● **DOCUMENT SOURCE**
.....

Doute
de John Patrick Shanley

Mise en scène
Roman Polanski



Le doute nécessaire


Les amateurs de théâtre vont rapidement retourner au théâtre HEBERTOT car, comme la précédente, la pièce qui vient de s'y créer prend le chemin du succès. Quelques intégristes hurleront, peut-être, à une inutile indignation ; quelques moralistes en peau de lapin diront que l'ambiguïté est provocatrice de malaise, mais les humanistes feront la promotion méritée de ce DOUTE de John Patrick SHANLEY que Roman POLANSKI vient de mettre en scène avec une évidente efficacité. Sans aucun doute, si vous m'autorisez cette facilité de style.

Le sujet n'est pas neuf. Dans un univers imprégné de certitudes métaphysiques et de rigidités subséquentes, on s'est donné pour mission de former des enfants. Nous sommes dans un collège catholique où la supérieure maintient le dogme et la hiérarchie à la limite de la caricature. Evidemment, nous pourrions aussi être quelque part au Moyen Orient chez les fous de Dieu, voire dans un collège anglais où la fessée sanctionne le hors-jeu. Châtiment ambigu, n'est-il pas ?

.....

● **TRAVAIL À FAIRE**
[1] D'après la critique, dans quel théâtre la pièce vient-elle d'être créée ?
[2] Réécrivez le passage de la critique compris entre « Le doute nécessaire » et « facilité de style. », inclus, en remplaçant « amateurs » par « passionnés ».

.....

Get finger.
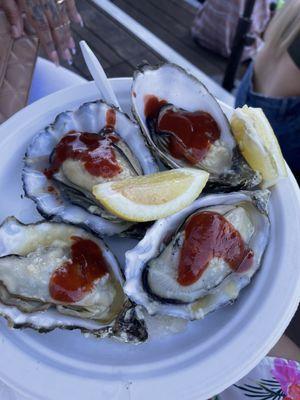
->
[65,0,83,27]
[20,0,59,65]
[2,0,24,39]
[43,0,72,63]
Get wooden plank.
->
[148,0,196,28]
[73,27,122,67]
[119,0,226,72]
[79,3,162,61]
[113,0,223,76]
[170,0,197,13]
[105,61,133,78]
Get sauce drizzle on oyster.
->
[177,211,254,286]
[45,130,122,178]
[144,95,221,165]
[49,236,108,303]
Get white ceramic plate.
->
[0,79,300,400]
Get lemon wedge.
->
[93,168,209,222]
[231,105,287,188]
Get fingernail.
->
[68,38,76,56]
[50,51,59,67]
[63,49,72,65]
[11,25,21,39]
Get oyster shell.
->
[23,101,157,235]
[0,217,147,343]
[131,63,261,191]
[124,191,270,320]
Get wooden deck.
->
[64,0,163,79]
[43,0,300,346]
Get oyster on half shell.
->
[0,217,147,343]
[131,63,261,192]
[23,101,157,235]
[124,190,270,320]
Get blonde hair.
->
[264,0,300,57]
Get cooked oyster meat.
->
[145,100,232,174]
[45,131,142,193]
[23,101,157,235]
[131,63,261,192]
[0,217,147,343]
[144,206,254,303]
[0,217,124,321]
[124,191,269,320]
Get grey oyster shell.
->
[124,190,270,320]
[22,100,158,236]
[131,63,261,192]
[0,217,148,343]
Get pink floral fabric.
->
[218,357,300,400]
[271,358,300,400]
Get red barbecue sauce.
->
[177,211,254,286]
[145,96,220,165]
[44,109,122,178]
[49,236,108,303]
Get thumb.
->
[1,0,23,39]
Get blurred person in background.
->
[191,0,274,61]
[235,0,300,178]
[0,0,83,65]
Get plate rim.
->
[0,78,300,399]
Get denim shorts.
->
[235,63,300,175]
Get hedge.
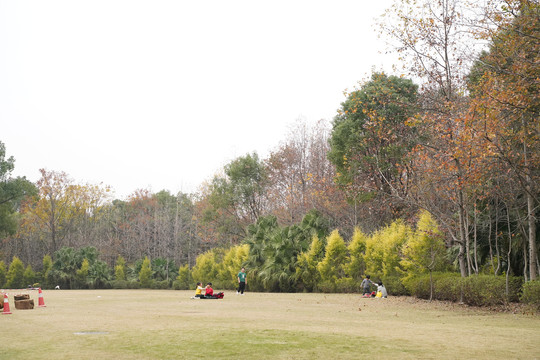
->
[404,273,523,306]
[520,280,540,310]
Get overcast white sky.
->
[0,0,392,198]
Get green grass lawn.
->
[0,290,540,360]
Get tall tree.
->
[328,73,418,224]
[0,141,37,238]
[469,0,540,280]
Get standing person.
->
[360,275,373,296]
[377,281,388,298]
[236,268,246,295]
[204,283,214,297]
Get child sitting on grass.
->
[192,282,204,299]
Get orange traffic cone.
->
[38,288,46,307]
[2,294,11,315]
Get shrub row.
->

.....

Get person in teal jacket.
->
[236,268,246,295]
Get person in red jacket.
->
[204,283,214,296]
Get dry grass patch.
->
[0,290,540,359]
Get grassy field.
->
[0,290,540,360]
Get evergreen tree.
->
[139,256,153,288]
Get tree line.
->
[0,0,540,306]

.....

● **CORRIGÉS CI-DESSOUS**
[1] Au théâtre HEBERTOT.

[2]
Le doute nécessaire


Les passionnés de théâtre vont rapidement retourner au théâtre HEBERTOT car, comme la précédente, la pièce qui vient de s'y créer prend le chemin du succès. Quelques intégristes hurleront, peut-être, à une inutile indignation ; quelques moralistes en peau de lapin diront que l'ambiguïté est provocatrice de malaise, mais les humanistes feront la promotion méritée de ce DOUTE de John Patrick SHANLEY que Roman POLANSKI vient de mettre en scène avec une évidente efficacité. Sans aucun doute, si vous m'autorisez cette facilité de style.